▶ _Text block_:
--------------------------------------------------

Healthcare Analysis Using SQL

Healthcare Analysis Using SQL

Published By: Madeeha Umar

Healthcare is the most important industry for any country in the world. As the world has reshaped after Covid-19 pandemic, healthcare has become a crucial part of patients well being. In today's ever-evolving healthcare industry, data analysis plays a necessary role in driving informed decisions and improving patient care.

With the vast amount of healthcare data available, SQL (Structured Query Language) is an undeniably critical tool in data analysis. This powerful programming langrage helps to gain valuable insights.

Recently I have been working as a healthcare data analyst at a hospital. This analysis aims to reach the depths of healthcare data, exploring various aspects such as patient demographics, medical procedures, and treatment outcomes. We can uncover patterns, trends, and correlations within the data that can inform healthcare providers, administrators, and policymakers in their efforts to enhance the quality and accessibility of healthcare services.

This analysis strive to transform data into actionable knowledge and ultimately contributing to the advancement of patient care.


Key Findings:

  • The length of stay is at least 1 day and at most 14 days. On average it is 4 days.
  • The most number of surgeries and procedures are performed in these departments that include Surgery-Thoracic, Surgery-Cardiovascular, Radiologist, Cardiology and Surgery-Vascular.
  • There?is a correlation?between patients staying longer in the hospital and having more lab procedures done.
  • There are patients who are being readmitted to the hospital within 30 days that are coming through the emergency room.
  • There is an increase?of lab procedures in African American and Hispanic patients, especially in men.

--------------------------------------------------

▶ _Entries supplied_:
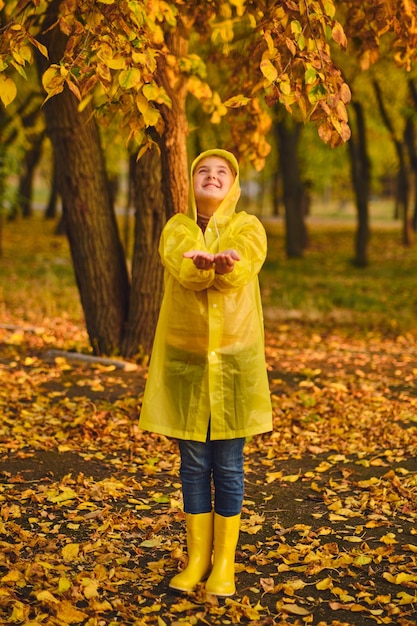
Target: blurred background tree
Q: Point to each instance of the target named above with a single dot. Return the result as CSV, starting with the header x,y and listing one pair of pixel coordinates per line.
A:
x,y
146,83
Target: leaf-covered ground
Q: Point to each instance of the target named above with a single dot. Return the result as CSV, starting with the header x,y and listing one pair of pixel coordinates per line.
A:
x,y
91,527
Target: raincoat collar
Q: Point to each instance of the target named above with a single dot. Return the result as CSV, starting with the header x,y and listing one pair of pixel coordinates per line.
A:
x,y
228,205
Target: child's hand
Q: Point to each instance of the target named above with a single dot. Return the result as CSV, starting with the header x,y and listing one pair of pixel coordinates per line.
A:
x,y
202,260
225,261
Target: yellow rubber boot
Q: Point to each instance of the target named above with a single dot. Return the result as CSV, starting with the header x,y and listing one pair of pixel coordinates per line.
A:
x,y
199,546
221,581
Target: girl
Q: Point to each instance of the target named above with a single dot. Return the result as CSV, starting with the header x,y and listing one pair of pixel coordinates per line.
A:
x,y
207,384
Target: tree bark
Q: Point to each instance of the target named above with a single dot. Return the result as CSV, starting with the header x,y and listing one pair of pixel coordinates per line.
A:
x,y
360,169
403,187
296,236
96,249
173,142
147,271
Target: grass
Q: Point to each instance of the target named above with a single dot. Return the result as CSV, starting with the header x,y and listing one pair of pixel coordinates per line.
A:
x,y
324,290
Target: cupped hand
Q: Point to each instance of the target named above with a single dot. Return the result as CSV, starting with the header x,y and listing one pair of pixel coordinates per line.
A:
x,y
224,262
202,260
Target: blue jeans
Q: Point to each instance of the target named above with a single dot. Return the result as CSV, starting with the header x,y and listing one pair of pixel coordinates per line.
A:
x,y
218,461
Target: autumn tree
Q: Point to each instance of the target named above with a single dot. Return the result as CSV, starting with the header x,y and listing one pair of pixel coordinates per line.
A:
x,y
138,61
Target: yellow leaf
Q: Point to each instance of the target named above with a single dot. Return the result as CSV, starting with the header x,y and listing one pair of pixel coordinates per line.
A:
x,y
12,577
410,546
294,609
237,101
69,614
90,589
62,496
64,584
268,70
326,583
362,559
70,551
291,478
130,78
406,598
149,113
46,596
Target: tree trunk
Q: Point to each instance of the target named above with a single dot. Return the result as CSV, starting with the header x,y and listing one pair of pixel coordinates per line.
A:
x,y
96,249
360,178
31,160
410,141
296,236
403,187
147,271
173,143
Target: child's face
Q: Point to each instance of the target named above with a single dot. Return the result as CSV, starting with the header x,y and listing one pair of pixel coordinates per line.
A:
x,y
212,181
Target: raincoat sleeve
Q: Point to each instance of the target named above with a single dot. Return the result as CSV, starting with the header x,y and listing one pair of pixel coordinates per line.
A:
x,y
248,238
181,234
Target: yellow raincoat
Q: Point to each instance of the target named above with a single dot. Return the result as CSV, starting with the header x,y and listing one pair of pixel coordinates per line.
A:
x,y
207,368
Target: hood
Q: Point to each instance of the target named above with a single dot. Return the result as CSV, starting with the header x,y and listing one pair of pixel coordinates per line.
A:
x,y
228,205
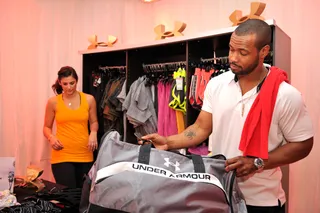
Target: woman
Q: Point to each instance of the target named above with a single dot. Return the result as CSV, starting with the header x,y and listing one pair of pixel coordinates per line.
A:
x,y
72,146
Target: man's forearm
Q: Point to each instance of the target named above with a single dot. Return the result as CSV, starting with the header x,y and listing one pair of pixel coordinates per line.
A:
x,y
94,126
191,136
288,153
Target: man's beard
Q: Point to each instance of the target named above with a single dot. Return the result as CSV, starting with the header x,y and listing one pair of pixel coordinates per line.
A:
x,y
249,69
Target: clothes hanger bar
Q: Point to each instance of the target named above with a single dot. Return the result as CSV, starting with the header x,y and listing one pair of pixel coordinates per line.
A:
x,y
112,67
213,59
168,63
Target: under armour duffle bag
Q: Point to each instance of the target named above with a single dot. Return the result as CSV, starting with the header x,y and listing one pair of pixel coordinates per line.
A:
x,y
140,179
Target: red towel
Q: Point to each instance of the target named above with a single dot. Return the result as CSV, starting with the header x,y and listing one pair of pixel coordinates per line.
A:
x,y
255,133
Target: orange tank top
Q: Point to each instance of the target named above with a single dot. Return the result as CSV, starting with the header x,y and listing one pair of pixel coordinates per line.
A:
x,y
73,132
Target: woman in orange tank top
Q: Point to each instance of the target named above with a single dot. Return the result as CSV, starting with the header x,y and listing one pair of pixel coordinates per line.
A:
x,y
72,145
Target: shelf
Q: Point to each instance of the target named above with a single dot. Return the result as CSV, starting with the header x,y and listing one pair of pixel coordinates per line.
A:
x,y
201,35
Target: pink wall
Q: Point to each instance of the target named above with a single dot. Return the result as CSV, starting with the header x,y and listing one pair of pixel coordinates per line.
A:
x,y
37,37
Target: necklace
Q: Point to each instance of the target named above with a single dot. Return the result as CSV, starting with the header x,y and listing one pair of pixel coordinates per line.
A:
x,y
243,105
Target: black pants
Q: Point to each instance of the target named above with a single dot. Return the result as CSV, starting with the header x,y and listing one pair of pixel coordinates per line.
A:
x,y
267,209
70,174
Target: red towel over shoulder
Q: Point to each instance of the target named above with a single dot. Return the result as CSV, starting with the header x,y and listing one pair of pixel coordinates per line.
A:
x,y
255,133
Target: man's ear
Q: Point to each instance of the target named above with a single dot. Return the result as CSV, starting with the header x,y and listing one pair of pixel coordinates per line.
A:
x,y
264,51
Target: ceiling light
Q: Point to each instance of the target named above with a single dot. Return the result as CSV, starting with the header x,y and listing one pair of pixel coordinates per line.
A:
x,y
149,1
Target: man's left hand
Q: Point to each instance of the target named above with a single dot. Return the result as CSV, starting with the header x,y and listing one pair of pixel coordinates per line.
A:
x,y
244,166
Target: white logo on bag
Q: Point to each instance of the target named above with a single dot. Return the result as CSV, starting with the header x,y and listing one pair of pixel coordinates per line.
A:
x,y
168,163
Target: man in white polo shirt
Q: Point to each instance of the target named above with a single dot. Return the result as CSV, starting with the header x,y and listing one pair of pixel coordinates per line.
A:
x,y
227,102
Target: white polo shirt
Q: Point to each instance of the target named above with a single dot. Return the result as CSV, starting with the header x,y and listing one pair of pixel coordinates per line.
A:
x,y
290,120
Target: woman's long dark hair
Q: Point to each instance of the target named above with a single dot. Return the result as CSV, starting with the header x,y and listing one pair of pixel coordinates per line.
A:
x,y
63,73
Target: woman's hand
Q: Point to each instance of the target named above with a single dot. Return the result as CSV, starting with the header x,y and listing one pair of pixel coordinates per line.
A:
x,y
55,143
93,142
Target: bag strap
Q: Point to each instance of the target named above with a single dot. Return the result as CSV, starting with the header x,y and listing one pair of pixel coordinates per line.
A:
x,y
198,164
144,154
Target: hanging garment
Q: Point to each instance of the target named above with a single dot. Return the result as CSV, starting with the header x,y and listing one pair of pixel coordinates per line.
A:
x,y
139,108
178,99
167,122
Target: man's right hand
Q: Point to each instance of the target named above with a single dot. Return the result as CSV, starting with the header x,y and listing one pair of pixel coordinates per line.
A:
x,y
158,141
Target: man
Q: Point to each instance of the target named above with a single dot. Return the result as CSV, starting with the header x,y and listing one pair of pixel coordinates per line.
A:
x,y
228,100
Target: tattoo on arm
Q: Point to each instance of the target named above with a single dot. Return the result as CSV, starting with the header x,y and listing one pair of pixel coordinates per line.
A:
x,y
190,134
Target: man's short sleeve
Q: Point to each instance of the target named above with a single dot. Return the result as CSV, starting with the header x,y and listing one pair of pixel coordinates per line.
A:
x,y
295,122
208,97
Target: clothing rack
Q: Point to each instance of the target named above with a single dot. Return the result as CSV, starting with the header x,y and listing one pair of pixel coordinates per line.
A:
x,y
163,67
112,68
223,59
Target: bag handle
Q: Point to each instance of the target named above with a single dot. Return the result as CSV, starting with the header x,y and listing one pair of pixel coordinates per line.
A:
x,y
144,158
144,154
198,164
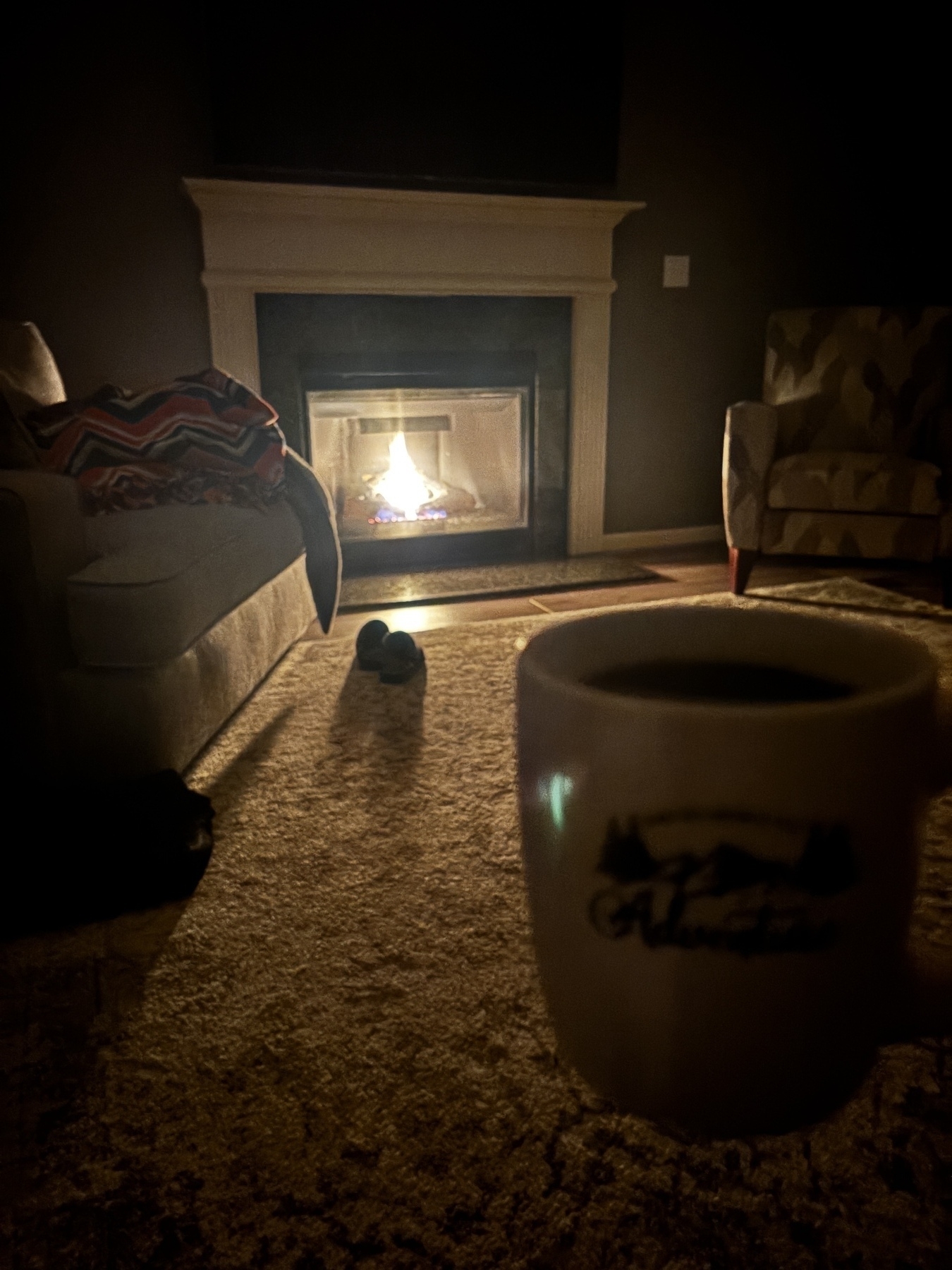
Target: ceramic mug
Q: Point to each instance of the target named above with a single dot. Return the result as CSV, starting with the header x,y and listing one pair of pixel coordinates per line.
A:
x,y
721,892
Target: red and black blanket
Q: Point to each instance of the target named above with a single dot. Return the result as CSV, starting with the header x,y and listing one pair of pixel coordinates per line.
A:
x,y
202,438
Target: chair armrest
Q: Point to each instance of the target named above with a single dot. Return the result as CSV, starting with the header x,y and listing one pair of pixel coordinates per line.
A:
x,y
57,538
749,446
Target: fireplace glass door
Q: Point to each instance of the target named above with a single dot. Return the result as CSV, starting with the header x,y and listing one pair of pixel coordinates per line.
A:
x,y
417,463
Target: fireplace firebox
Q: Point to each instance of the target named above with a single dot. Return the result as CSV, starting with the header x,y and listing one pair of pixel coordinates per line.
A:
x,y
406,463
427,464
438,425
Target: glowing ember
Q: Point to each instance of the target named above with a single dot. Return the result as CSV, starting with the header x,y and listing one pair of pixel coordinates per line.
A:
x,y
403,487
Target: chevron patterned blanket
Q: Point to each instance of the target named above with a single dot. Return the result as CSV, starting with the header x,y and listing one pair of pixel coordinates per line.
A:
x,y
202,438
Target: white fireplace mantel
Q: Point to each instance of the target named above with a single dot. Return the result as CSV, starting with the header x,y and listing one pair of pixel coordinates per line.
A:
x,y
323,239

--------------------------------------------------

▶ _Exercise details_: According to the healthcare analysis text, what is the average length of a patient's hospital stay?

▶ _Exercise solution_: 4 days.